Copy the data that follows exactly. Include no pictures.

[START OF Supplied records]

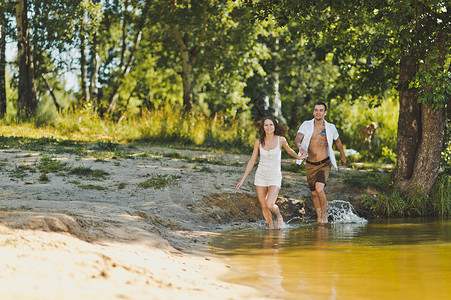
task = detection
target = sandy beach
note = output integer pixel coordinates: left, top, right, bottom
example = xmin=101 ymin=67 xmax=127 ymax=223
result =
xmin=0 ymin=147 xmax=362 ymax=299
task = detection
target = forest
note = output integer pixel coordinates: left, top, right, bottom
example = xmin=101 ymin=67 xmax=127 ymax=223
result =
xmin=0 ymin=0 xmax=451 ymax=215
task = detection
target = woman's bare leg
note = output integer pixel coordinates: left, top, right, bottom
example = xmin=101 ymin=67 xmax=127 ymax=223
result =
xmin=255 ymin=186 xmax=274 ymax=229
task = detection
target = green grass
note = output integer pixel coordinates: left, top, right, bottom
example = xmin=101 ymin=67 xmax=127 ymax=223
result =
xmin=77 ymin=184 xmax=106 ymax=191
xmin=138 ymin=174 xmax=180 ymax=189
xmin=38 ymin=174 xmax=50 ymax=183
xmin=37 ymin=154 xmax=67 ymax=173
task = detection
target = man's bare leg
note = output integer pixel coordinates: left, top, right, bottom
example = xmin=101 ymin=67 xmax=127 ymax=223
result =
xmin=255 ymin=186 xmax=274 ymax=229
xmin=315 ymin=182 xmax=327 ymax=223
xmin=266 ymin=185 xmax=283 ymax=230
xmin=312 ymin=191 xmax=322 ymax=223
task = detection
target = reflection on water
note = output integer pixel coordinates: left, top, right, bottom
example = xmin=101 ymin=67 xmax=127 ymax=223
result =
xmin=211 ymin=219 xmax=451 ymax=299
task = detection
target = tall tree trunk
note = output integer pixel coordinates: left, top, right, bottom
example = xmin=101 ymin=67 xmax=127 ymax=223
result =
xmin=0 ymin=10 xmax=6 ymax=119
xmin=171 ymin=24 xmax=193 ymax=111
xmin=107 ymin=0 xmax=151 ymax=114
xmin=397 ymin=104 xmax=446 ymax=195
xmin=41 ymin=74 xmax=61 ymax=112
xmin=16 ymin=0 xmax=38 ymax=118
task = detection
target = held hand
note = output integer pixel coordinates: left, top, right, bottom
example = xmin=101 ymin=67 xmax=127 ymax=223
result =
xmin=236 ymin=180 xmax=244 ymax=190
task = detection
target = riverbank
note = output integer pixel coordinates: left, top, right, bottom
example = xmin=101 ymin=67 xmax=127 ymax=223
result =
xmin=0 ymin=145 xmax=374 ymax=299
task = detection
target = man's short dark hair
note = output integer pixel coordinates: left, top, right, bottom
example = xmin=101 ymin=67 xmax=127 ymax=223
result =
xmin=313 ymin=102 xmax=327 ymax=111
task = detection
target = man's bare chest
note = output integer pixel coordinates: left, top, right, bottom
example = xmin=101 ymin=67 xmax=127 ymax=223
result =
xmin=310 ymin=126 xmax=327 ymax=147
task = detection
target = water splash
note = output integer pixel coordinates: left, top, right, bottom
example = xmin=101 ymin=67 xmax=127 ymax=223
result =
xmin=327 ymin=200 xmax=368 ymax=224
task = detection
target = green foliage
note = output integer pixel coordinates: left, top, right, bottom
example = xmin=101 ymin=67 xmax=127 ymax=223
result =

[END OF Supplied records]

● Solution to this task
task = detection
target = sandy beach
note = output integer pixel coordinates: left, top, right, bottom
example = xmin=101 ymin=67 xmax=127 ymax=223
result =
xmin=0 ymin=147 xmax=362 ymax=299
task = detection
target = forest
note = output integer pixel coordinates: left, top, right, bottom
example = xmin=101 ymin=67 xmax=127 ymax=223
result =
xmin=0 ymin=0 xmax=451 ymax=215
task = detection
target = woman's bare leg
note = output integer pixel coordinates: left, top, right, bottom
example = xmin=101 ymin=67 xmax=127 ymax=223
result =
xmin=255 ymin=186 xmax=274 ymax=229
task = detection
target = green grass
note = output integer pixel coordinates: left, top, right, bottom
example = xmin=101 ymin=67 xmax=127 ymax=223
result =
xmin=77 ymin=184 xmax=106 ymax=191
xmin=138 ymin=174 xmax=180 ymax=189
xmin=38 ymin=174 xmax=50 ymax=183
xmin=37 ymin=154 xmax=67 ymax=173
task = detection
target = man's bare leg
note = output integer pixel coordinates: left, top, right, bottom
example = xmin=101 ymin=67 xmax=127 ymax=223
result =
xmin=255 ymin=186 xmax=274 ymax=229
xmin=315 ymin=182 xmax=327 ymax=223
xmin=266 ymin=185 xmax=283 ymax=230
xmin=312 ymin=191 xmax=322 ymax=223
task = detection
target = reflection on water
note = output integer pixel coordinates: left, top, right, bottom
example = xmin=101 ymin=67 xmax=127 ymax=223
result =
xmin=211 ymin=219 xmax=451 ymax=299
task = detection
target = tall tree trunk
note = output integer pixel coordinates: left, top, right, bottom
example = xmin=101 ymin=67 xmax=127 ymax=223
result =
xmin=0 ymin=10 xmax=6 ymax=119
xmin=171 ymin=24 xmax=193 ymax=111
xmin=107 ymin=0 xmax=151 ymax=114
xmin=397 ymin=104 xmax=446 ymax=195
xmin=41 ymin=74 xmax=61 ymax=112
xmin=16 ymin=0 xmax=38 ymax=118
task = detection
target = held hand
note = output integer pixel coordinates: left, top, right, bottom
example = xmin=101 ymin=67 xmax=127 ymax=223
result =
xmin=236 ymin=180 xmax=244 ymax=190
task = detection
target = riverbank
note = output integer pixel coordinates: left, top, right, bottom
example = xmin=101 ymin=67 xmax=127 ymax=223
result =
xmin=0 ymin=145 xmax=374 ymax=299
task = detection
target = man's short dark hair
note = output integer pixel coordinates: left, top, right, bottom
example = xmin=101 ymin=67 xmax=127 ymax=223
result =
xmin=313 ymin=102 xmax=327 ymax=111
task = detection
target = man's bare chest
note = output integer pixel coordinates: left, top, right, bottom
example = xmin=101 ymin=67 xmax=127 ymax=223
result =
xmin=310 ymin=126 xmax=327 ymax=147
task = detection
target = water splash
note = output integer pixel coordinates: left, top, right, bottom
example = xmin=101 ymin=67 xmax=127 ymax=223
result =
xmin=327 ymin=200 xmax=368 ymax=224
task = detection
target = green foliage
note = output integer pixel coordinates: left, top, right, bottom
example = xmin=101 ymin=67 xmax=127 ymax=223
result =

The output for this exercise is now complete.